**Your task:** Of the lines in the material below, print only those from the one containing "the air vent." to the one containing "white throw pillow.", ends included, exactly as written and without pictures.
Data shown section start
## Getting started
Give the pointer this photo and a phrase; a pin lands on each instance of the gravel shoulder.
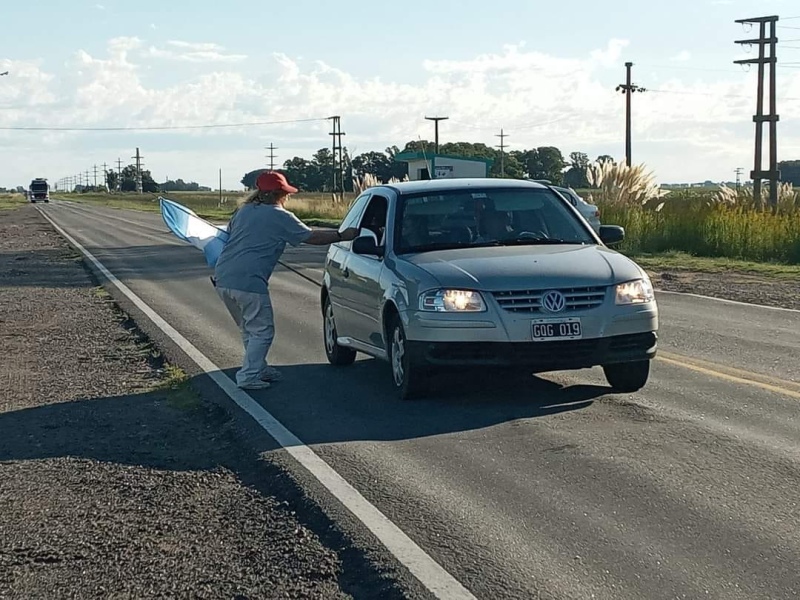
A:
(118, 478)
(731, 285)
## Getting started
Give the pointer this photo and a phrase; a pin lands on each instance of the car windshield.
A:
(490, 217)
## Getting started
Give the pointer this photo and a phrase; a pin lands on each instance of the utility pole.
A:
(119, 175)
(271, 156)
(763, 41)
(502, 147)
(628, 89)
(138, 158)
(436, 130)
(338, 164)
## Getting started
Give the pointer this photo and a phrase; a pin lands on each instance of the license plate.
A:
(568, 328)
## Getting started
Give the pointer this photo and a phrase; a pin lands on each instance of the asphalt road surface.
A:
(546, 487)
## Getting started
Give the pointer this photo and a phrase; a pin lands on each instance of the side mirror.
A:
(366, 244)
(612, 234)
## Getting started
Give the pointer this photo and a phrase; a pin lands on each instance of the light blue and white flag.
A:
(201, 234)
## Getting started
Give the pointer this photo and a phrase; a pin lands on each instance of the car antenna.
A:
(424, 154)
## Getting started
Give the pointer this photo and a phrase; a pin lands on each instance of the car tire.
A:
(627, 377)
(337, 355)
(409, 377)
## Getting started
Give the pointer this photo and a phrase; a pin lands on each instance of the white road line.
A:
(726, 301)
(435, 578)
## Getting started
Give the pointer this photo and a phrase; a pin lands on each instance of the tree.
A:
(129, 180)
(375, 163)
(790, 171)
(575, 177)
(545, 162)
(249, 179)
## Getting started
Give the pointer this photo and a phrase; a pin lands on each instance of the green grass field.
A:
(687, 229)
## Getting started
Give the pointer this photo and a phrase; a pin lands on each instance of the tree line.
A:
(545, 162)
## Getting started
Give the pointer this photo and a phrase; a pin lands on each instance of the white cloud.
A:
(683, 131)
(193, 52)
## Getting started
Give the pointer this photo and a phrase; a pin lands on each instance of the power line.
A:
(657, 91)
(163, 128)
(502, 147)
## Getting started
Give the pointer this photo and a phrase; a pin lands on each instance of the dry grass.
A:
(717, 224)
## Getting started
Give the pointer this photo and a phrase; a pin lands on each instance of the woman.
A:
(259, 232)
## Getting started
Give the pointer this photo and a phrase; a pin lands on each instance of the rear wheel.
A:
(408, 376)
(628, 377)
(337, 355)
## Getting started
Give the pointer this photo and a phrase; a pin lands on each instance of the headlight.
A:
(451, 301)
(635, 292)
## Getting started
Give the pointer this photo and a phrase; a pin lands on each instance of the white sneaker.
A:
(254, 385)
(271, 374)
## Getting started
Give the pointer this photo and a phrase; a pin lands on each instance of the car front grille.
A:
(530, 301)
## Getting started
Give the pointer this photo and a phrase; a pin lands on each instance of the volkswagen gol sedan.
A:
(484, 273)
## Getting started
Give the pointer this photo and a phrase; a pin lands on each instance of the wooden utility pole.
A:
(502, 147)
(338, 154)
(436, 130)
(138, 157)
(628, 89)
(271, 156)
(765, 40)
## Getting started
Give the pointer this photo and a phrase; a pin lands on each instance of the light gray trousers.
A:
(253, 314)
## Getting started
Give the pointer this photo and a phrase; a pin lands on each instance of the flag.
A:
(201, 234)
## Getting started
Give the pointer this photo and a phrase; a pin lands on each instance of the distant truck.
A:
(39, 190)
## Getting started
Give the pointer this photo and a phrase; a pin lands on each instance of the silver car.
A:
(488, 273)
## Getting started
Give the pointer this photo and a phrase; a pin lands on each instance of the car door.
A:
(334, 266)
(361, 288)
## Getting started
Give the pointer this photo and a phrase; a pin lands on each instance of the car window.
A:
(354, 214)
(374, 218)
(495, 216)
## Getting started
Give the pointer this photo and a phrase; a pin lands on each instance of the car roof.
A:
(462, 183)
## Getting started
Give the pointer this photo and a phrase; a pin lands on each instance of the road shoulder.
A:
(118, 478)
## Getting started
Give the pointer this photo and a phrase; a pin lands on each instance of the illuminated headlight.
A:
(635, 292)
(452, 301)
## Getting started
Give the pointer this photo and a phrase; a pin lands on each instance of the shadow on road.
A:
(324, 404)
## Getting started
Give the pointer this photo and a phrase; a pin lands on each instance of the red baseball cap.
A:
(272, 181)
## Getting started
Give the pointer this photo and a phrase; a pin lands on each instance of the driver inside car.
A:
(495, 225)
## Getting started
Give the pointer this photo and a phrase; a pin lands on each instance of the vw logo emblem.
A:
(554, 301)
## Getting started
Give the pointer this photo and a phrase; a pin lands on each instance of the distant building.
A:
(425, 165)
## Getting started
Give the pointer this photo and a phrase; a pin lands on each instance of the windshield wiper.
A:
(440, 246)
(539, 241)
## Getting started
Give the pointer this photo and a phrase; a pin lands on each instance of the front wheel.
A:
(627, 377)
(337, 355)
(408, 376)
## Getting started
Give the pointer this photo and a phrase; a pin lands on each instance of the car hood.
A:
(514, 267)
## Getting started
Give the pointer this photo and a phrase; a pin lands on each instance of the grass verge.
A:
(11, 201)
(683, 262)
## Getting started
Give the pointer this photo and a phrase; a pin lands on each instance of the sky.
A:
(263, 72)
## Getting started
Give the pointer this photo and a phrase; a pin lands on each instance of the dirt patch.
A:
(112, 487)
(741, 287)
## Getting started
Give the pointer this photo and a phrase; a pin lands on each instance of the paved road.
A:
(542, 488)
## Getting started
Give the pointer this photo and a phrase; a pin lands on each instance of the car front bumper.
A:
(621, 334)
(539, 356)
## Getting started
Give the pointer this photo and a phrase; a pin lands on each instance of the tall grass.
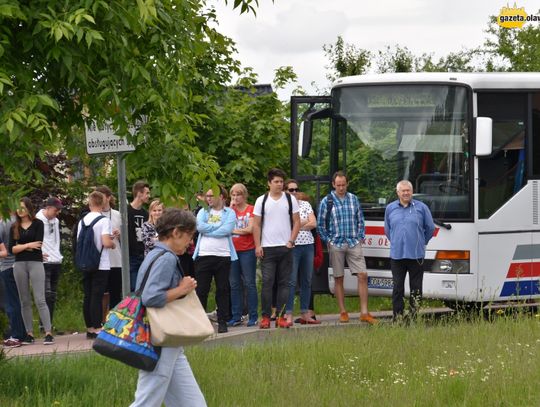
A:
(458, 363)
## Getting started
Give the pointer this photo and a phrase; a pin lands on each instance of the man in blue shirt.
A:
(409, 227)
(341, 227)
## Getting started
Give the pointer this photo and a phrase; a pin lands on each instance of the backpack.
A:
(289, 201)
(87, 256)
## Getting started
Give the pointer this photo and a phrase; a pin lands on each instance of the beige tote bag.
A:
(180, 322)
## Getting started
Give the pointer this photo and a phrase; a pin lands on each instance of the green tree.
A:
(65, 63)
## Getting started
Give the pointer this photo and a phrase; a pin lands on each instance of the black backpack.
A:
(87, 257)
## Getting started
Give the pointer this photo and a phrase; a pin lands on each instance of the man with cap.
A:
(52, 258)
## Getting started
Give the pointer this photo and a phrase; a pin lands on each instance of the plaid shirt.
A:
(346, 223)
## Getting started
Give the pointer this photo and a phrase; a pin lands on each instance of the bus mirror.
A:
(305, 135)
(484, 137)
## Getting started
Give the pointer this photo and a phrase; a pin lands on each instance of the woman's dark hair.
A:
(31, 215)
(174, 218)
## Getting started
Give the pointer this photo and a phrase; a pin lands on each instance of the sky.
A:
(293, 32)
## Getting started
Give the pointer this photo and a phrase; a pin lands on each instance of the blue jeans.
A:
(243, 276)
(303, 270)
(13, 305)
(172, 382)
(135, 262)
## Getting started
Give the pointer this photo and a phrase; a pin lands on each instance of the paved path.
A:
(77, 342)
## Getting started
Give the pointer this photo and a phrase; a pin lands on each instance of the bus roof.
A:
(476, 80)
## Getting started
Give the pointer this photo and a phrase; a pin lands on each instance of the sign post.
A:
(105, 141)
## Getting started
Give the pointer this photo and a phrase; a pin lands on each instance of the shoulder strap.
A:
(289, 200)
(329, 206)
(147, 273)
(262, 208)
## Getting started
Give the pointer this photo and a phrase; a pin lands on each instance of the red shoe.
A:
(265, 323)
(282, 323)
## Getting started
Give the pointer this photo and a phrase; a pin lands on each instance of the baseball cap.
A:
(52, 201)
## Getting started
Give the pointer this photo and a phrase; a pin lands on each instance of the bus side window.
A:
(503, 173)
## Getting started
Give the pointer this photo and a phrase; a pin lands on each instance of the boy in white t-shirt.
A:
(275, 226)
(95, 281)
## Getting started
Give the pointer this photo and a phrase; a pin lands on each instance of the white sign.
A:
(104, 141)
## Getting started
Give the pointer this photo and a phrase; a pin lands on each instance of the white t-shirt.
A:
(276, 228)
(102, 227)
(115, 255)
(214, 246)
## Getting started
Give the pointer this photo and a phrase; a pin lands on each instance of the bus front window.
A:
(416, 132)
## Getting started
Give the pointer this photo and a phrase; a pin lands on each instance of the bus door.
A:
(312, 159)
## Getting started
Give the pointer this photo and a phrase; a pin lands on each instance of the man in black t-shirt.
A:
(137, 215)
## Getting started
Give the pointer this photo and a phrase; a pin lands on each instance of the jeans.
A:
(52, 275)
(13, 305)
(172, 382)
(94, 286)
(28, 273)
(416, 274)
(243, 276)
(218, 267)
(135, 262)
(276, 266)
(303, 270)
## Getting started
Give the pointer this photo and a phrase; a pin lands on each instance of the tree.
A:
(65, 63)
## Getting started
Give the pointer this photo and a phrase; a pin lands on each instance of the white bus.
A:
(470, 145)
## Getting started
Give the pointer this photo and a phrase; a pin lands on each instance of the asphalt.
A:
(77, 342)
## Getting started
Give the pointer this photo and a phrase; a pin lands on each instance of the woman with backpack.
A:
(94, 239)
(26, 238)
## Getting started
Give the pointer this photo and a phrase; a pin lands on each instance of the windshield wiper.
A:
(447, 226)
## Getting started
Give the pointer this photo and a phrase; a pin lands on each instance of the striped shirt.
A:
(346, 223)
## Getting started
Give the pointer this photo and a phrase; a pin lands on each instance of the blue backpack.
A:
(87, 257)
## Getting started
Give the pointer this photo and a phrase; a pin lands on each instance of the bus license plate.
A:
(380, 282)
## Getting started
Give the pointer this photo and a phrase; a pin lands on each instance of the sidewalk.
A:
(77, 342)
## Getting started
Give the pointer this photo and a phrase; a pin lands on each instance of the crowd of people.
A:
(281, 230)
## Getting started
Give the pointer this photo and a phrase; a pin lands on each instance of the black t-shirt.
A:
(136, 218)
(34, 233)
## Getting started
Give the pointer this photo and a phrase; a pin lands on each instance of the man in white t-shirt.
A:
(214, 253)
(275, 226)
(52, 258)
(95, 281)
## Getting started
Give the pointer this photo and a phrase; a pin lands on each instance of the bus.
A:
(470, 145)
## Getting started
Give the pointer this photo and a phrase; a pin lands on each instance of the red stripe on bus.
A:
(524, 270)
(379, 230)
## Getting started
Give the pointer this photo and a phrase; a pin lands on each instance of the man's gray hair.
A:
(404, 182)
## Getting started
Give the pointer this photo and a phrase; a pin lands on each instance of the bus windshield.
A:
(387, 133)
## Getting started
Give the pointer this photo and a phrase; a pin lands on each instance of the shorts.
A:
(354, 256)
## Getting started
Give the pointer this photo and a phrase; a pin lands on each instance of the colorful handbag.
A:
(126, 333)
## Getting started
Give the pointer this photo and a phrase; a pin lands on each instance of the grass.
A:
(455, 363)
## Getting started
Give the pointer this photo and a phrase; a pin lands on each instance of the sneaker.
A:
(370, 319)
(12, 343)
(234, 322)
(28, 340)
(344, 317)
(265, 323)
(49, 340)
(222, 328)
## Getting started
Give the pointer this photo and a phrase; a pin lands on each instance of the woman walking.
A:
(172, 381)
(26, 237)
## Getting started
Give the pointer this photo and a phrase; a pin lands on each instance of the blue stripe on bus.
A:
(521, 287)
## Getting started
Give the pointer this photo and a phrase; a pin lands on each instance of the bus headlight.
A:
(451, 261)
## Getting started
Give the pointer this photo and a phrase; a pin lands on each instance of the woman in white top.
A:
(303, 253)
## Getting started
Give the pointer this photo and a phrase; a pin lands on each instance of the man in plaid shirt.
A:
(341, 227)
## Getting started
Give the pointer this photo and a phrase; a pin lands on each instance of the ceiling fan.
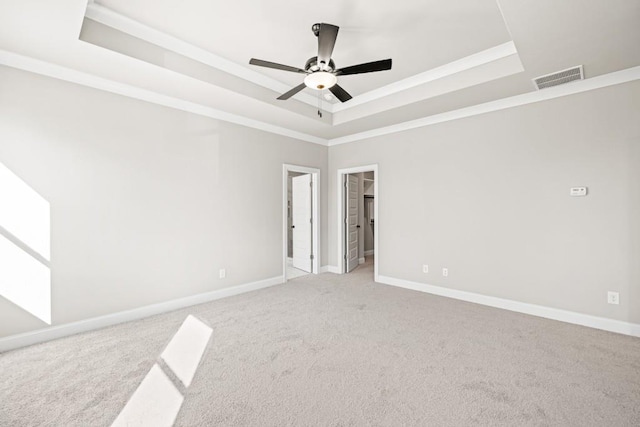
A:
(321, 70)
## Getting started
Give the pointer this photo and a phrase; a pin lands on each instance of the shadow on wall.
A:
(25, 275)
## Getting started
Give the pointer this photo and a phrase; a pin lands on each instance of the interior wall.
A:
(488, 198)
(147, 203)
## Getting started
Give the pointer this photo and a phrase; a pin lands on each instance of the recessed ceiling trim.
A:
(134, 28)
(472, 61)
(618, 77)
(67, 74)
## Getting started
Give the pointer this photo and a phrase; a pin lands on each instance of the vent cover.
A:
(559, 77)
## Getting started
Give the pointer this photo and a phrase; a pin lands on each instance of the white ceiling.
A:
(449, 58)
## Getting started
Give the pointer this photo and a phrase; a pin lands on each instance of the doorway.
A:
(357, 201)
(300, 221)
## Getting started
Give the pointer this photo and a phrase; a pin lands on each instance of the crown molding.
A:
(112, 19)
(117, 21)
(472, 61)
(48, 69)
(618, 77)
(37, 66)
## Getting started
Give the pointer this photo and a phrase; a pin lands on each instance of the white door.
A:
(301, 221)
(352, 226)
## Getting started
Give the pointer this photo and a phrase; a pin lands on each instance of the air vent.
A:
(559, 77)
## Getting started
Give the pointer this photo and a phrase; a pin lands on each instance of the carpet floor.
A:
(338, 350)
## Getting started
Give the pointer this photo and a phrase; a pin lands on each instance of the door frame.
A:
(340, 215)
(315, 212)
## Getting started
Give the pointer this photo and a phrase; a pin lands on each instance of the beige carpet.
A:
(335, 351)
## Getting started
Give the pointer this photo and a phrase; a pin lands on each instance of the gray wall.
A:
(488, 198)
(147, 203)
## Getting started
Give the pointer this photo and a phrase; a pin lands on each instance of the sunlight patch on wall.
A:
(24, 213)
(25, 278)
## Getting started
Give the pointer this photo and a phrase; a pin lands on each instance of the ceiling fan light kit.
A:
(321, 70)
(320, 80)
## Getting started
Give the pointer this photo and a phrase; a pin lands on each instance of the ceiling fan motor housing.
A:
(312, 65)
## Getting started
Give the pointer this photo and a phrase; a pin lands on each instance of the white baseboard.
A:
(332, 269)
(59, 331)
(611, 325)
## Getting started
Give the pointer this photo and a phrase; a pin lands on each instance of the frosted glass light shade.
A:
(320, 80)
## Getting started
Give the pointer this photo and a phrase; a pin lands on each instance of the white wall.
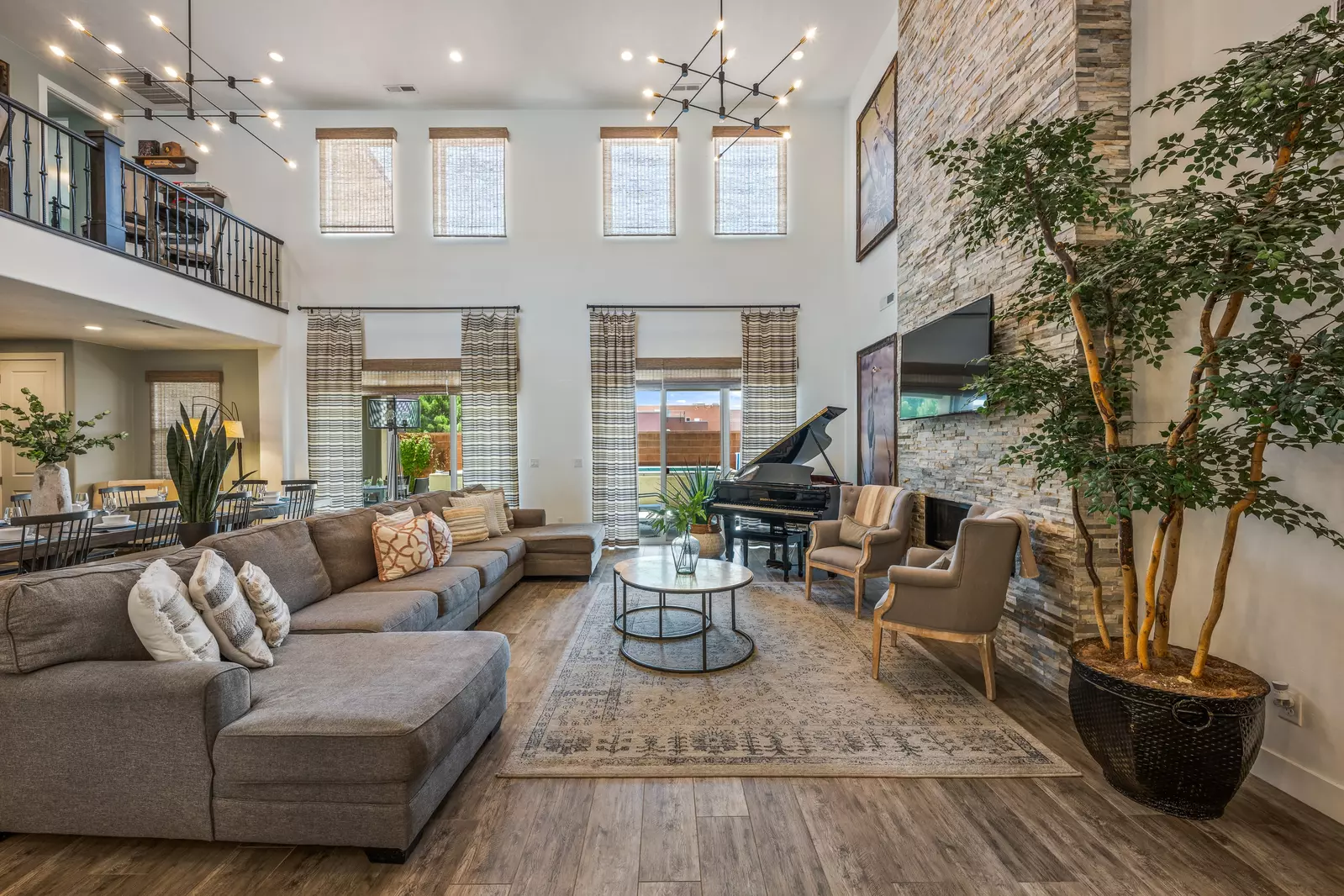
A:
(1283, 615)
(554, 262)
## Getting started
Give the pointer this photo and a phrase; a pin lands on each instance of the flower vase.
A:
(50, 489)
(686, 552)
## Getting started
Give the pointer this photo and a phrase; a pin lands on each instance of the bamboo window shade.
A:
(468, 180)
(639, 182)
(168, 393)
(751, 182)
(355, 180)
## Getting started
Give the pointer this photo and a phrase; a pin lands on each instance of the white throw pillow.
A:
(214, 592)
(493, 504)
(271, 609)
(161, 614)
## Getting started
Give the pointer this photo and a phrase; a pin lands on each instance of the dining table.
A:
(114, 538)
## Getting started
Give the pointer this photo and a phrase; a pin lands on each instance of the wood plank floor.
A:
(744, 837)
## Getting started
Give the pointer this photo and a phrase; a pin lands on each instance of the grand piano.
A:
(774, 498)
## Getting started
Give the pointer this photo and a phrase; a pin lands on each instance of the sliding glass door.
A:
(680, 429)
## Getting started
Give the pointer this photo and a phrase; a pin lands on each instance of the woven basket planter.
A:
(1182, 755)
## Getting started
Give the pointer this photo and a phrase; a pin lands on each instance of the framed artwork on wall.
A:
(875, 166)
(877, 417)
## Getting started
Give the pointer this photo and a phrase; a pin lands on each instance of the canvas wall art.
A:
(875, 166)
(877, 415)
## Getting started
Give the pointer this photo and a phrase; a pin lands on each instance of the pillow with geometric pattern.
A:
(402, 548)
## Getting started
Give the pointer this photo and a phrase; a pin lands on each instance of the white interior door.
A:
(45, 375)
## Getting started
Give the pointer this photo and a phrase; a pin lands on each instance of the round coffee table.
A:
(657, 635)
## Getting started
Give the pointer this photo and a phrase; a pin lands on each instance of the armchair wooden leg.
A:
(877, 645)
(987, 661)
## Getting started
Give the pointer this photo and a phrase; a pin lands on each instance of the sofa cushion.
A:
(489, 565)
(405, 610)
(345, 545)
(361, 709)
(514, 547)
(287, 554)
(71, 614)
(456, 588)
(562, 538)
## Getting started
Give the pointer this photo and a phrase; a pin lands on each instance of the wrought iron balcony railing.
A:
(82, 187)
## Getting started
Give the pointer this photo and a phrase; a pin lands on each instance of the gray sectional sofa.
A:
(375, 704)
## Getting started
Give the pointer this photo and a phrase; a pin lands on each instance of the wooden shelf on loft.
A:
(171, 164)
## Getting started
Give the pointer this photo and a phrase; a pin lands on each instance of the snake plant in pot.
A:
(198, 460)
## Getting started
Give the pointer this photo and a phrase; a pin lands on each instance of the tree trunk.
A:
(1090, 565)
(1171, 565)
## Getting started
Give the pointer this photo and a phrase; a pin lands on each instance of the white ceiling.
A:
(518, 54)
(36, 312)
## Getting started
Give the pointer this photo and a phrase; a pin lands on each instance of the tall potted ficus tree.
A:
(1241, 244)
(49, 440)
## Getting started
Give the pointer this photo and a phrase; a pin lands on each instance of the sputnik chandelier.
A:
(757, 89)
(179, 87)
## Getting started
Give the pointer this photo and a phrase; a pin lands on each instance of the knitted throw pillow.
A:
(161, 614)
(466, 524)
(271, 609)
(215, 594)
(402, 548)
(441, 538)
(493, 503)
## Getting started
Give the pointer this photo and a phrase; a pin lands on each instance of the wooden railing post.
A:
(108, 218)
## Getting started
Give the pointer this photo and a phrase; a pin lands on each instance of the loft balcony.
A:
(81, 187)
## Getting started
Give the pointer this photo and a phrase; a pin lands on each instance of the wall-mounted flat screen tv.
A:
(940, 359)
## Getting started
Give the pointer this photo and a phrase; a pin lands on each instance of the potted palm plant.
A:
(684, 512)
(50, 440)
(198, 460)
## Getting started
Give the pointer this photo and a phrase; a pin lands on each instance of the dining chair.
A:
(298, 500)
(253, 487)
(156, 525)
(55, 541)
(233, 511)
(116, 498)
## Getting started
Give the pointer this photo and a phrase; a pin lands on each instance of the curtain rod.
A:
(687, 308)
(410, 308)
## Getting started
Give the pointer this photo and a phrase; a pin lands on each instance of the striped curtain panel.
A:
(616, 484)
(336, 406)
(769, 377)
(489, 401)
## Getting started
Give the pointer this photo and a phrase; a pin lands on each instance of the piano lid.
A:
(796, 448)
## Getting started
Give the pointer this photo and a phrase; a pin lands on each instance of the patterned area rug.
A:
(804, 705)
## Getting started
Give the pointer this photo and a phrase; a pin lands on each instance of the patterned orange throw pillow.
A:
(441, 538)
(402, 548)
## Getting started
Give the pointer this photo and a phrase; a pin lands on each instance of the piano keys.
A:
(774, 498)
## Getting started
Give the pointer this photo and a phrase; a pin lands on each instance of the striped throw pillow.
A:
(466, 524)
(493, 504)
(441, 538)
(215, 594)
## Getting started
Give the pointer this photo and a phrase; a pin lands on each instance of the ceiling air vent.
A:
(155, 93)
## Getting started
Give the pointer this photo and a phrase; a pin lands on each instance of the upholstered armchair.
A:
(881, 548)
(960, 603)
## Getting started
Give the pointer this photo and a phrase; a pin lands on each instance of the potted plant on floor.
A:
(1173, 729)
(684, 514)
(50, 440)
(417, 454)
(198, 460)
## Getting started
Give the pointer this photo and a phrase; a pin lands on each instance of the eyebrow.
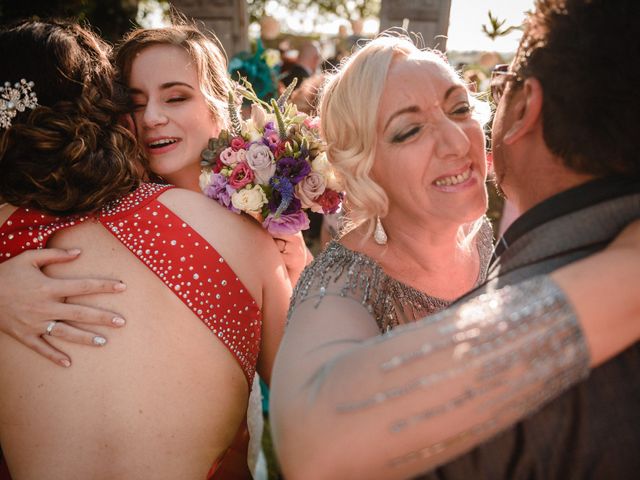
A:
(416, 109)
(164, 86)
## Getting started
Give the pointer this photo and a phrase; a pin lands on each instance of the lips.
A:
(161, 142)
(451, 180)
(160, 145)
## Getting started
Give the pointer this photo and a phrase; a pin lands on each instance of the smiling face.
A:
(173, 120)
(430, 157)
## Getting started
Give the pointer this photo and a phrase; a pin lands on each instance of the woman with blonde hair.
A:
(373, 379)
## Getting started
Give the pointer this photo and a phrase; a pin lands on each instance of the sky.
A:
Data shown section end
**Result below:**
Give the pointer this photo and a phrase; a pin lands on each instance of the air vent.
A:
(559, 77)
## Getting started
Give the pointer this photo and a phrase; a pin lands on each instance of the carpet floor.
A:
(338, 350)
## Getting started
Give the pointer this photo and a phrase; a pin lands on each instance of the door frame.
A:
(340, 215)
(315, 212)
## Getting started
Give the pointer this photo and a phrase; a pin lands on each instance of the beige carpet.
A:
(335, 351)
## Getting started
Give the pointer this photo and a phrase; a pin lands on each instance of the gray wall.
A:
(488, 198)
(147, 203)
## Getting started
Give the pointer this photo and a phrase; a pin lands on each instance of the sunlight patch on wall.
A:
(24, 213)
(25, 278)
## Getting started
Give the pointer this photo and a phrase; a pin lands on each instance of the ceiling fan light kit.
A:
(321, 70)
(320, 80)
## Getting started
Give the pointer this photo and a phrase; a pin lands on each instance of the ceiling fan motor housing.
A:
(312, 65)
## Getting started
Give the pointer this photo and a phrase; a pin lands on each instance of the white baseboard.
A:
(332, 269)
(59, 331)
(611, 325)
## Getting started
Give the pointer this photo and a phrase; a pin lands on each instance of the frosted glass light shade.
A:
(320, 80)
## Getting started
Give the pointer this photo and a phrase; a pin lands on each instance of the white wall.
A:
(1283, 615)
(554, 262)
## Getting started
Give the pointer this photo and a phrase; a pin lands on each instance of the flower vase.
A:
(50, 489)
(686, 552)
## Getting started
Give the pointer this photo and a phrase; a pin lands on each instance of the bamboo window shade.
A:
(468, 180)
(639, 182)
(168, 393)
(751, 182)
(355, 180)
## Getting started
Give the pointer this photo and a phrase; a pin lands on each instance of the white throw pillow.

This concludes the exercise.